## Document passage
######
Freedman v. America Online, Inc.

Decision Date05 December 2003
Docket NumberNo. CIV. 3:03CV1048(PCD).,CIV. 3:03CV1048(PCD).
Citation294 F.Supp.2d 238
CourtU.S. District Court — District of Connecticut
PartiesClifton S. FREEDMAN, Plaintiff, v. AMERICA ONLINE, INC., the Town of Fairfield, and Detectives William Young and David Bensley (individually and in their official capacities) Defendants.

Calvin Kin-Meng Woo, Pepe & Hazard, Southport, CT, Daniel J. Klau, Pepe & Hazard, Hartford, CT, for Plaintiff.

C. Colin Rushing, Samir Jain, Wilmer, Cutler & Pickering, Washington, DC, Rowena Amanda Moffett, Brenner, Saltzman & Wallman, New Haven, CT, Mark A. Perkins, Thomas M. Murtha, Maher & Murtha, Bridgeport, CT, Paul E. Pollock, Bai, Pollock, Blueweiss & Mulcahey, Bridgeport, CT, for Defendants.

RULING ON DEFENDANT AOL'S MOTION TO DISMISS

DORSEY, District Judge.

In light of a forum selection clause in its contract with Plaintiff, Defendant America Online, Inc. ("AOL") moves to dismiss pursuant to Fed.R.Civ.P. 12(b)(3) or 12(b)(6). For the reasons discussed herein, AOL's motion is granted.

I. Background1

At all times relevant to this action, Plaintiff subscribed to internet service from AOL. Compl. ¶¶ 4, 26. Section 8 of the AOL Member Agreement contains a forum selection clause providing that "exclusive jurisdiction for any claim or dispute with AOL or relating in any way to your membership with or your use of AOL resides in the courts of Virginia." AOL Member Agreement § 8, Davis Decl. Exh. A.

Plaintiff alleges that AOL unlawfully disclosed his identity to the Town of Fairfield Police Department in response to a defective search warrant application that had never been presented to a judge. Compl. ¶ 1. The allegations stem from an e-mail sent by Plaintiff on or about March 31, 2003, involving a political campaign. Compl. ¶ 12. The e-mail stated "The End is Near." Compl. ¶ 12. On or about April 1, 2003, two recipients of the e-mail reported the incident to the Fairfield Police Department, claiming they had received a harassing and/or obscene message on their computers. Compl. ¶ 13.
######
## Information provided
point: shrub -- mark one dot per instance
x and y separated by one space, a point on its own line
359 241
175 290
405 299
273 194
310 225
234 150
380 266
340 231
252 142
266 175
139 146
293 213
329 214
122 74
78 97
######
## What is being asked
Set down the passage from the court ruling above, starting at "At all times" and ending at "Decl. Exh. A.", with every word as it stands.

## Solution
At all times relevant to this action, Plaintiff subscribed to internet service from AOL. Compl. ¶¶ 4, 26. Section 8 of the AOL Member Agreement contains a forum selection clause providing that "exclusive jurisdiction for any claim or dispute with AOL or relating in any way to your membership with or your use of AOL resides in the courts of Virginia." AOL Member Agreement § 8, Davis Decl. Exh. A.